___ Belge bölümü

Yeni dönem tarımsal faaliyetlerinin başladığı bu günlerde hububat ekilişleri ile önümüzdeki dönem tarımsal faaliyetleri başlamıştır. Diğer bir ifade ile de tohum toprakla buluşturulmuştur. Bugünkü tarihi itibari ile de ekilişler büyük oranda yapılmıştır. Çıkışlarda olmuştur. Mevsimin gidişatı bakımından da şimdilik normal bir mevsim gidişatı olduğunu söylememiz mümkündür. Hayırlısı olsun.
Buğday; dünyada olduğu gibi ülkemizde ve de bölgemizde de önemli bir tarımsal üretim faaliyetidir. İnsan beslenmesinde önemli bir yeri olmakla birlikte elde edilen buğday ürünleri ile de ekonomik katkısı bakımından da önemli bir faaliyettir. Danesinden un, bulgur, makarna, nişasta gibi insan beslenmesinde önemli olan gıdaların elde edilmesinin yanında, değirmencilik esnasında elde edilen kepek ile birlikte saplarının hayvan beslenmesinin yanında saplarının ayrıca kağıt-karton sanayinde kullanılması bakımından da önemli bir ekonomik faaliyet oluşturmaktadır. Ayrıca saplarının parçalanıp toprağa karıştırılması ile de toprağın zayıflayan organik yapısının da iyileştirilmesine kısmen de olsa katkı vermesi bakımından da önemli bir organik materyalidir.
Günümüz dünyasında yıllar itibari ile değişiklikler olmakla birlikte takriben 217 milyon ha alanda buğday üretimi yapılmaktadır. 310 kg dekara ortalama verim ile de takriben 675 milyon ton civarında buğday üretimi gerçekleşmektedir.
Dünyada olduğu gibi ülkemizde de buğday, tarım alanlarının vazgeçilmez bitkisidir. Ülkemizde yaklaşık 7.5 milyon ha alanda buğday üretim alanlarından 20.250 bin ton civarlarında üretim ile de dekara ortalama olarak 270 kg verim alınmaktadır. Trakya ortalamasına baktığımızda ise Trakya da takriben 640 bin dekar alanda buğday üretimi yapılmakta ve de dekara ise yaklaşık olarak 450- 500 kg seviyelerinde üretim gerçekleşmektedir.
Ülkesel anlamda dünya ortalamasının altında, bölgesel anlamda ise dünya ortalamasının üstünde bir verim alındığı dikkate alındığında bölgemizde buğday tarımının önemi bir kez daha anlaşılmaktadır. Bölgemizde dünya ortalaması ve de bölgeye komşu olan ülkelerin verim ortalamalarının da üstünde bir verim alınmak ile birlikte dünyada yüksek verim alan ülkelerin ise altında verim alınmaktadır. Örneğin Fransa da ortalama verimin 760 kg olduğu da dikkate alındığında bölgemizde verimi artırıcı tedbirlerin de alınması da önemlidir diye düşünmekteyiz.

______
___ Kayıtlı girdiler

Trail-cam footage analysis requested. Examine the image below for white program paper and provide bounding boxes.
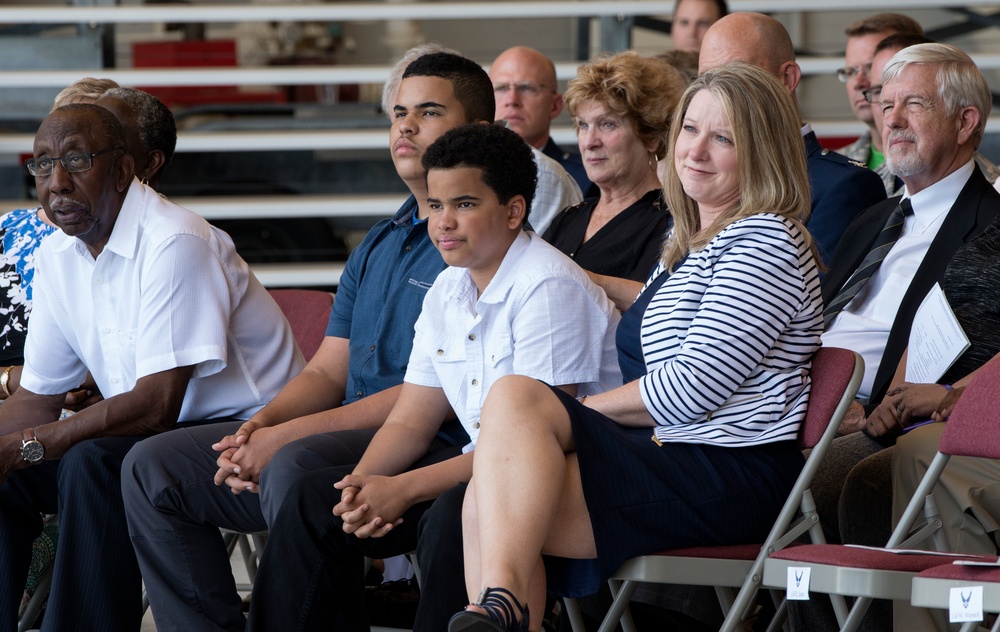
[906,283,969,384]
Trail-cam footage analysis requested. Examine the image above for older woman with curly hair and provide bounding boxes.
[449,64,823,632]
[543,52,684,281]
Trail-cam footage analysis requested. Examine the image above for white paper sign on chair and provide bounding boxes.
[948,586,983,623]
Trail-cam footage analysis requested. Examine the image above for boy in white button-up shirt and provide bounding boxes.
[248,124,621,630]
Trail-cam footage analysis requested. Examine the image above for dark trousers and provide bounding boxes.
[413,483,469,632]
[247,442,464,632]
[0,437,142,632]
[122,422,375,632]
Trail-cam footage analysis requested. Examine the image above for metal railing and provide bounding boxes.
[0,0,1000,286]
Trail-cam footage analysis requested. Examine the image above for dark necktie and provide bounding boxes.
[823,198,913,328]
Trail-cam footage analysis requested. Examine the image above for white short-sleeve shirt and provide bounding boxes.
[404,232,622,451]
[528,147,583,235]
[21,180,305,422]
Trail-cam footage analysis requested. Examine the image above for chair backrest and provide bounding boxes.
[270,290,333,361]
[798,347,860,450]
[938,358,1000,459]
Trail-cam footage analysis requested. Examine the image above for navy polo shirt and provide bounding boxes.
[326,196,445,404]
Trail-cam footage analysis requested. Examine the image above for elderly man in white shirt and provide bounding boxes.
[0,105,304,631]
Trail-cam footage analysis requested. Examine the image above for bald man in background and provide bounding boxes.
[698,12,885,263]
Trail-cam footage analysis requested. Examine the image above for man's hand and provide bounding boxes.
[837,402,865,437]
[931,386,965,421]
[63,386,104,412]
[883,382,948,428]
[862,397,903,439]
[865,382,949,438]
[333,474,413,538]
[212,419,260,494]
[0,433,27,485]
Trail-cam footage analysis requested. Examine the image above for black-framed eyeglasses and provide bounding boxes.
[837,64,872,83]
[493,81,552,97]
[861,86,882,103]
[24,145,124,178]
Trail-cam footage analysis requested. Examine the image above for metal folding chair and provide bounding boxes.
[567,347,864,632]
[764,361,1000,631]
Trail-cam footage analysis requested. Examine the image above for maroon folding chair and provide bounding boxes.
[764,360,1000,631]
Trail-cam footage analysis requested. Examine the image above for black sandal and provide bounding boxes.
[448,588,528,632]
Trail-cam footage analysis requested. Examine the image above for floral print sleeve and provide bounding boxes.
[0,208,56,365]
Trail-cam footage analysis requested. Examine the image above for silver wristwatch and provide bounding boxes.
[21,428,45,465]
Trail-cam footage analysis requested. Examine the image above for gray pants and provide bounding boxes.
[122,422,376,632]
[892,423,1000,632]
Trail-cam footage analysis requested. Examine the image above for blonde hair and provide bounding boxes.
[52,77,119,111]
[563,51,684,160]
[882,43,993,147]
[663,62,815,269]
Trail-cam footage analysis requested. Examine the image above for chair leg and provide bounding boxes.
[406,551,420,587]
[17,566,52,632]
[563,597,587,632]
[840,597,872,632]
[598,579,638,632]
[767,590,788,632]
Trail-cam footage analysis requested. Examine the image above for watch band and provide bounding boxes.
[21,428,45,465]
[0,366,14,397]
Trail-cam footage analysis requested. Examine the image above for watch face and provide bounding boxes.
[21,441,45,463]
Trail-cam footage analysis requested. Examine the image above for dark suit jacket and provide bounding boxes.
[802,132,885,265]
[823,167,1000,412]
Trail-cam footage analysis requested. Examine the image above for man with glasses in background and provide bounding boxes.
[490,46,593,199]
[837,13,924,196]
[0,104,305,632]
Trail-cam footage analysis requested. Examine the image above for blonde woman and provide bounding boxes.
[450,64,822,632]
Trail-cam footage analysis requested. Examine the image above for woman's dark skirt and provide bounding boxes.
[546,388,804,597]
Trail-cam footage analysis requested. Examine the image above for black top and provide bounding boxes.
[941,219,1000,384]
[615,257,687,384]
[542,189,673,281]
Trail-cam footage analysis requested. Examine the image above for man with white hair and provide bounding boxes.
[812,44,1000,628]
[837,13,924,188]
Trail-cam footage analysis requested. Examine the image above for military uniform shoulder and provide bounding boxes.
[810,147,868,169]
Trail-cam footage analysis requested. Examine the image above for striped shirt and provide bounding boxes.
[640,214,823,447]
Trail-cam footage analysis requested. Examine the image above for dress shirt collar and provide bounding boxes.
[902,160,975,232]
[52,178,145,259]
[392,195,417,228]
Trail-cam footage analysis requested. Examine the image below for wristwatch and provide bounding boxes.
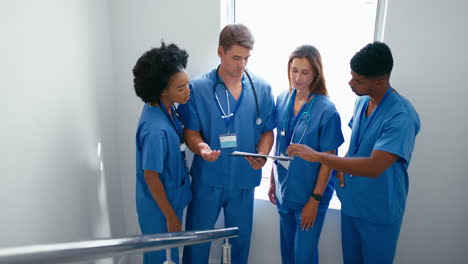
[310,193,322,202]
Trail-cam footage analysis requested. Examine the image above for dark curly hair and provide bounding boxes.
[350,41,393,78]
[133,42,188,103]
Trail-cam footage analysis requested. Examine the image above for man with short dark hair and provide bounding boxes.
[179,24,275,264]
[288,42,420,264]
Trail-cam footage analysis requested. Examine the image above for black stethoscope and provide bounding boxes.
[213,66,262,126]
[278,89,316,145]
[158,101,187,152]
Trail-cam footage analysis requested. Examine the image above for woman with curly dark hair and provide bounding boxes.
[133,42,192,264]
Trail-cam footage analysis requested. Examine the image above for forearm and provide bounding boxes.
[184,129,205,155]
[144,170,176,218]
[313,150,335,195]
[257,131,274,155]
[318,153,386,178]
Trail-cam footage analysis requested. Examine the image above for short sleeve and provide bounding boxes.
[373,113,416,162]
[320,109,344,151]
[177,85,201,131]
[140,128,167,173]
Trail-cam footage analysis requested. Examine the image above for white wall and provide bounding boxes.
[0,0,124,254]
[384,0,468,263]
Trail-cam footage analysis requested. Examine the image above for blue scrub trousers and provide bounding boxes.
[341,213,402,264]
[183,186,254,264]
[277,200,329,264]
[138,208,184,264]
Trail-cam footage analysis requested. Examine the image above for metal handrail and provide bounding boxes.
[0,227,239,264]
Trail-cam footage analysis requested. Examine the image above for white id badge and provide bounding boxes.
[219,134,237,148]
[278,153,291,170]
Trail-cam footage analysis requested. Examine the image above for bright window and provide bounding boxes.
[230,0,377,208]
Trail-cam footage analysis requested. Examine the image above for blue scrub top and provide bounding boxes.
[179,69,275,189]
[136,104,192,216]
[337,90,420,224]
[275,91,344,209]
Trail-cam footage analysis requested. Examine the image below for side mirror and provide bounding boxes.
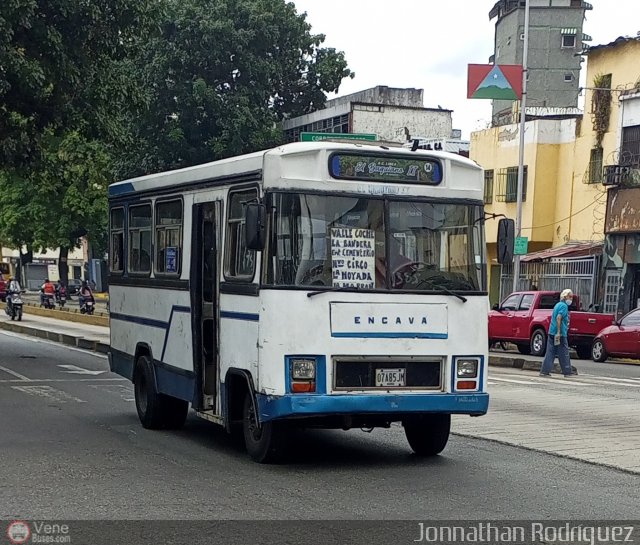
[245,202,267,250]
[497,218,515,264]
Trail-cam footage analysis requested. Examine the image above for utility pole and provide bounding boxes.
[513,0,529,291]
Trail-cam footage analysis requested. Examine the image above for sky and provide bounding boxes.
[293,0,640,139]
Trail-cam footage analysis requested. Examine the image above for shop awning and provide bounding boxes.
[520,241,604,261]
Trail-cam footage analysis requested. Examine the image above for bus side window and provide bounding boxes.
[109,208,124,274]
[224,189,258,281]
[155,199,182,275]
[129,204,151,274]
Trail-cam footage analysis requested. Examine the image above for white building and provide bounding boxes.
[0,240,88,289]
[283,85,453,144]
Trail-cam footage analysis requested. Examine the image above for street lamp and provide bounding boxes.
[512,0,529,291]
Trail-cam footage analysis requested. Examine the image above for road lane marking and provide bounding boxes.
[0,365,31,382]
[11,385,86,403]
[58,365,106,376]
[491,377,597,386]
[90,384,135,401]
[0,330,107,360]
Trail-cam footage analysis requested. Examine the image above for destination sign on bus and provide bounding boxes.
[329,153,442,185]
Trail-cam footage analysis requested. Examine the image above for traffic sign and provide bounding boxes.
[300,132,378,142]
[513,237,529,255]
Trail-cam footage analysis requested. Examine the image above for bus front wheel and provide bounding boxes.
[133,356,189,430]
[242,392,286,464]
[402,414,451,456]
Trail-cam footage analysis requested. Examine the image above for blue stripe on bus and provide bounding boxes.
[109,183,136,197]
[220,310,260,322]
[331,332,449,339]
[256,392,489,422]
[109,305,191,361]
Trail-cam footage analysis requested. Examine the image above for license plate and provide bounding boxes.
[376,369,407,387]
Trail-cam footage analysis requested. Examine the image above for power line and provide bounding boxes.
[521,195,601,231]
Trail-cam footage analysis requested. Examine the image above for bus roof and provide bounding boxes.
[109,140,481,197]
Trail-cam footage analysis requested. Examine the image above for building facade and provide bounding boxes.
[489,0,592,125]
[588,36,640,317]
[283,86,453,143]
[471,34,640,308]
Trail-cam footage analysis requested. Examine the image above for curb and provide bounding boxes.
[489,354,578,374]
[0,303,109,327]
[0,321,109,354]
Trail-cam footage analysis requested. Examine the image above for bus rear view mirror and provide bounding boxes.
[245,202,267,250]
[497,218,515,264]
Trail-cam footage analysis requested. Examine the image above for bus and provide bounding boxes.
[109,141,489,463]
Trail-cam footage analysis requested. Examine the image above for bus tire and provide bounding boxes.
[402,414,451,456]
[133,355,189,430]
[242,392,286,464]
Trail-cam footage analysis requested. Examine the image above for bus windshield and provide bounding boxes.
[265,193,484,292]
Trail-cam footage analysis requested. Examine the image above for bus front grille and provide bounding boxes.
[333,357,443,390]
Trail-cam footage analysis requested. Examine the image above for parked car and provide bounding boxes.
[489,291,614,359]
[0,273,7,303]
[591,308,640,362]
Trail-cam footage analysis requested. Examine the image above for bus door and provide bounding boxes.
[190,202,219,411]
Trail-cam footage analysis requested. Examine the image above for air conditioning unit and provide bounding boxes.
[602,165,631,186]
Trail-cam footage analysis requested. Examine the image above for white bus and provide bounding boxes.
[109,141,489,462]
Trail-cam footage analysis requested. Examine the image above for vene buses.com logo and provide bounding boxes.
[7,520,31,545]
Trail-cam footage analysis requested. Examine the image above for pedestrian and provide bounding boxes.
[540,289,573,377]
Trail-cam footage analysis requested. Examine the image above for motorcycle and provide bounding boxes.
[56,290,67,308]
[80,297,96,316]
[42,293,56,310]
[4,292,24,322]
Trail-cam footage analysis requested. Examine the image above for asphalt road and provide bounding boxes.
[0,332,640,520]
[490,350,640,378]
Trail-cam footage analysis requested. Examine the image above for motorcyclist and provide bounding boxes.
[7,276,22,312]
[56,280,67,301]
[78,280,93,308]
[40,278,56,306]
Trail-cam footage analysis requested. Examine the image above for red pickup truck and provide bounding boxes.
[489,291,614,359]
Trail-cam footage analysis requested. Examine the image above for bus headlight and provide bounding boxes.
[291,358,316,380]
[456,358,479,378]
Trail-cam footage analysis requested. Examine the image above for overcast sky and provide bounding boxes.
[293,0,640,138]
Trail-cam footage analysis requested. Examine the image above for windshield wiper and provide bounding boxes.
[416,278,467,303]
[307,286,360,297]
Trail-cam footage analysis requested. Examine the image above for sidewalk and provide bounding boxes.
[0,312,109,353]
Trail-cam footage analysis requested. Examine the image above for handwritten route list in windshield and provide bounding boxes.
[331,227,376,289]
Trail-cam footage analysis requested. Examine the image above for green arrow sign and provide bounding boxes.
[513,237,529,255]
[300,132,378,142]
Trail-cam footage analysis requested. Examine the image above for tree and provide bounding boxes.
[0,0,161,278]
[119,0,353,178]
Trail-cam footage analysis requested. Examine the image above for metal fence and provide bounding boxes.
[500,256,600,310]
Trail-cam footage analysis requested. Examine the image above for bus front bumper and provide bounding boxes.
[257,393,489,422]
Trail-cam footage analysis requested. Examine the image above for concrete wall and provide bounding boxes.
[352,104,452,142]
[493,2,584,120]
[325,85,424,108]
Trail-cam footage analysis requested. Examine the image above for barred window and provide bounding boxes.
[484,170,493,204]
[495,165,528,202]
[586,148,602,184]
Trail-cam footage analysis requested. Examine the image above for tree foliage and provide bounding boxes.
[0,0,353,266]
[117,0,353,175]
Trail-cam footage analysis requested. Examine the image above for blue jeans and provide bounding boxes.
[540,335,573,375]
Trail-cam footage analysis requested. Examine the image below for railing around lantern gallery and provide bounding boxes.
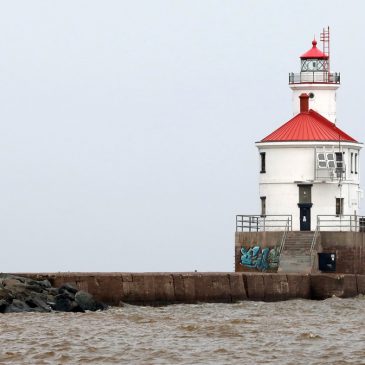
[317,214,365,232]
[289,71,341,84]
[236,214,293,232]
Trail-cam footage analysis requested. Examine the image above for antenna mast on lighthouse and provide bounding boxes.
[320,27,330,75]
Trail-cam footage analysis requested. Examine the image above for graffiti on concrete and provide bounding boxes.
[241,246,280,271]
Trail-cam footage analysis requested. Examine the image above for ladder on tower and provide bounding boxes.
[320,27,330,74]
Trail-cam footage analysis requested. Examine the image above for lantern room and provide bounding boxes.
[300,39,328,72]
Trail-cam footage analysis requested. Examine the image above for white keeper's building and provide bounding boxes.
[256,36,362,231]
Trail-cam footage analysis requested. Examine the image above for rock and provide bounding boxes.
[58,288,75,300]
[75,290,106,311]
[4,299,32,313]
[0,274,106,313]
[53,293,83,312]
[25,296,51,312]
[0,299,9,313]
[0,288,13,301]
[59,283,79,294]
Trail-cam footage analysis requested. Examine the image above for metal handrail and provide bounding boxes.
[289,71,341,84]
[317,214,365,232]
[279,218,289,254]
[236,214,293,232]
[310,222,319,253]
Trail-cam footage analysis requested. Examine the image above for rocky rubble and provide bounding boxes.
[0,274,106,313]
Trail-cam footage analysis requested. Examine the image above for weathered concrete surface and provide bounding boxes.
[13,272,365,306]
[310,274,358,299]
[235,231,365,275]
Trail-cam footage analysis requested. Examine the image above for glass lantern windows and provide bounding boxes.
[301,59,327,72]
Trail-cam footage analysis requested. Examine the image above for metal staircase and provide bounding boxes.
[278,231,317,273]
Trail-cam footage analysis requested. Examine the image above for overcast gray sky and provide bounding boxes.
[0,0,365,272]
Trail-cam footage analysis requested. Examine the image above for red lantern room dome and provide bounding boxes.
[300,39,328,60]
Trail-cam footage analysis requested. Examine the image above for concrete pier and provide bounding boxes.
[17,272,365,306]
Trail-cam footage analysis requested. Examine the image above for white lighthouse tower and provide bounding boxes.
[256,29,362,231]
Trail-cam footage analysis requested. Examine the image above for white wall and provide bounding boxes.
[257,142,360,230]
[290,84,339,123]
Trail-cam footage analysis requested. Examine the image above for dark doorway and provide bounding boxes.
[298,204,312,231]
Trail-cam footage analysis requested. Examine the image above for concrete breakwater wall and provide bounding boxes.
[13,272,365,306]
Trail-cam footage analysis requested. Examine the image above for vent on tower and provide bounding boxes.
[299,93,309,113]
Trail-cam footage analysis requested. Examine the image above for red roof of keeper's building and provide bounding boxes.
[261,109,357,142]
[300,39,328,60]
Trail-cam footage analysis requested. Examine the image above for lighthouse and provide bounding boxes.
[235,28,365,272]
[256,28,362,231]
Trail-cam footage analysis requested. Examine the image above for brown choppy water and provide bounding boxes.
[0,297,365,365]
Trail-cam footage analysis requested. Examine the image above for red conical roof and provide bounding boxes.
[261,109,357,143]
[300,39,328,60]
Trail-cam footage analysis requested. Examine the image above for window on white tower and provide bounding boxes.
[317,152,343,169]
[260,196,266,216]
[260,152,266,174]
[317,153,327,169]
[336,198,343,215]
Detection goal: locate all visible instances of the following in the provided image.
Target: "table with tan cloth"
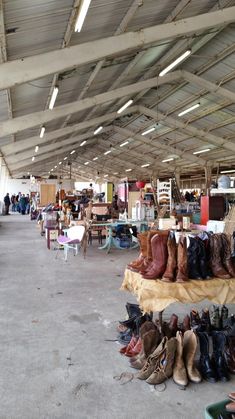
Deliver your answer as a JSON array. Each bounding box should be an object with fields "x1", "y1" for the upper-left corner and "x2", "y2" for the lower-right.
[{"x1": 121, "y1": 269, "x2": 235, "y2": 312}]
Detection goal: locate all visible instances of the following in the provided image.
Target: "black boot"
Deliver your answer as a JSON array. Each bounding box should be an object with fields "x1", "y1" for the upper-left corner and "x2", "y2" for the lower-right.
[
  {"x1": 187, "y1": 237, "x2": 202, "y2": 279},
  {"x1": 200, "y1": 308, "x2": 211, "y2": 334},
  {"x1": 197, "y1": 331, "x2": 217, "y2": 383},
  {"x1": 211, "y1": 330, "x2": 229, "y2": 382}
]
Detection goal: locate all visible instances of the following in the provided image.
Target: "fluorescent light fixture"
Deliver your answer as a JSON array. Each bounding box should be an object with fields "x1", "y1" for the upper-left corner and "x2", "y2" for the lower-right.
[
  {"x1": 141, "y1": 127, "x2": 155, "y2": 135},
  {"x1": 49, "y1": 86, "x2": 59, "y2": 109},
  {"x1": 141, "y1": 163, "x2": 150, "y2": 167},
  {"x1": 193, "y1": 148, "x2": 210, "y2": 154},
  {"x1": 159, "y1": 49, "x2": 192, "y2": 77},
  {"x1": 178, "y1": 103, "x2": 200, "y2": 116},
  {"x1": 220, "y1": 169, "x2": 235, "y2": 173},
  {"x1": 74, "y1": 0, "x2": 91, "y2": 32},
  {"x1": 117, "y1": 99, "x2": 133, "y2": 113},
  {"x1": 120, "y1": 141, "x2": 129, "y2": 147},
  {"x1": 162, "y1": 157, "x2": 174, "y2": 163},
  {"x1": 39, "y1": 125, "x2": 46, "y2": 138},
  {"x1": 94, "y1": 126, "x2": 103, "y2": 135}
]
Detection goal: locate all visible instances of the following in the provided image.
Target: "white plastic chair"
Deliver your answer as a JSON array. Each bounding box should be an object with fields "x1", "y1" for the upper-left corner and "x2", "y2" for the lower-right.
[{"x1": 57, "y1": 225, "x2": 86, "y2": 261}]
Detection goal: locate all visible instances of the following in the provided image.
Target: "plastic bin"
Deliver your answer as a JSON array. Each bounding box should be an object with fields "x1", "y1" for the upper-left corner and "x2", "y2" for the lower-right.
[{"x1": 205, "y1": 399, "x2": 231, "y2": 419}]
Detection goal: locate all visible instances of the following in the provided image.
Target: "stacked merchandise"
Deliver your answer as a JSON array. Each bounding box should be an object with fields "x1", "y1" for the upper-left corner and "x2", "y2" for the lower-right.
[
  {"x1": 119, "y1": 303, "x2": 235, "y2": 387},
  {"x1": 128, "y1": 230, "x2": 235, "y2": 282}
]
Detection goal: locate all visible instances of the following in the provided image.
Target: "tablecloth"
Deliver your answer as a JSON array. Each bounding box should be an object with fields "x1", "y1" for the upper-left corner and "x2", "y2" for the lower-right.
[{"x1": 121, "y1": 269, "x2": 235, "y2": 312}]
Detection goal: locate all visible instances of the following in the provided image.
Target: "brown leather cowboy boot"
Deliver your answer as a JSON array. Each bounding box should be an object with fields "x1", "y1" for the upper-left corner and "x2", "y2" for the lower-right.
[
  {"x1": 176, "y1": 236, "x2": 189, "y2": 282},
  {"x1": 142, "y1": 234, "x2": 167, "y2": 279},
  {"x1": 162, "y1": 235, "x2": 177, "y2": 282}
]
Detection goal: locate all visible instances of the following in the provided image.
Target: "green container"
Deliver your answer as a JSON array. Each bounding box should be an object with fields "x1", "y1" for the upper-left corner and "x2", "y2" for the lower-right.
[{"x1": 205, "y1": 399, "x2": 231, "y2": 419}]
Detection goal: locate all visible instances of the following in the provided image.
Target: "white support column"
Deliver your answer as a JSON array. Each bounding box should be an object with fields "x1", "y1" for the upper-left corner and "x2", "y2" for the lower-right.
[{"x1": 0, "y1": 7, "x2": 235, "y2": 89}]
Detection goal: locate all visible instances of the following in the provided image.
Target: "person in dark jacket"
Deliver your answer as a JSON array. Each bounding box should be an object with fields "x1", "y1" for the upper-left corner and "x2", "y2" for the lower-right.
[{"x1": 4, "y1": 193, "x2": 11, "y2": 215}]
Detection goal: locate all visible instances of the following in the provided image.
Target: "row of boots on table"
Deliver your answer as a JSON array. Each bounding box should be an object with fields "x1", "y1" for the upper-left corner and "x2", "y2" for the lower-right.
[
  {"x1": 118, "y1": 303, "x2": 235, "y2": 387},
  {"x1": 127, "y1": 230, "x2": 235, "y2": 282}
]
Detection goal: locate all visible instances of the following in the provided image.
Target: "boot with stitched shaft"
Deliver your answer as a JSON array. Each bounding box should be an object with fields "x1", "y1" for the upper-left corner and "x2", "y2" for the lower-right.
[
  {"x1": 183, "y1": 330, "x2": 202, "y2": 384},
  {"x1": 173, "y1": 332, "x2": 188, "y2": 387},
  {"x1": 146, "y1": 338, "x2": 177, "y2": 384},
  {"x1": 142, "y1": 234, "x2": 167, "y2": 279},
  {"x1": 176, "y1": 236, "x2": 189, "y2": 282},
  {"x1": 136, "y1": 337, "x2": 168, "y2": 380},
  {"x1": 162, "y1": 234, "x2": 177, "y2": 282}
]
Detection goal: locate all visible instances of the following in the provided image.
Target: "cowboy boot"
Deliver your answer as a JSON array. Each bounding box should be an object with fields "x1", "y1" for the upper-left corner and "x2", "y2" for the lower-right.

______

Buğday tarımı hakkındaki metnin "Günümüz dünyasında yıllar" sözleriyle başlayıp "buğday üretimi gerçekleşmektedir." sözleri de dahil olmak üzere devam eden kısmını değiştirmeden yazdır. Girdilerin buğday tarımı hakkındaki metinle bir ilgisi yoktur.

Günümüz dünyasında yıllar itibari ile değişiklikler olmakla birlikte takriben 217 milyon ha alanda buğday üretimi yapılmaktadır. 310 kg dekara ortalama verim ile de takriben 675 milyon ton civarında buğday üretimi gerçekleşmektedir.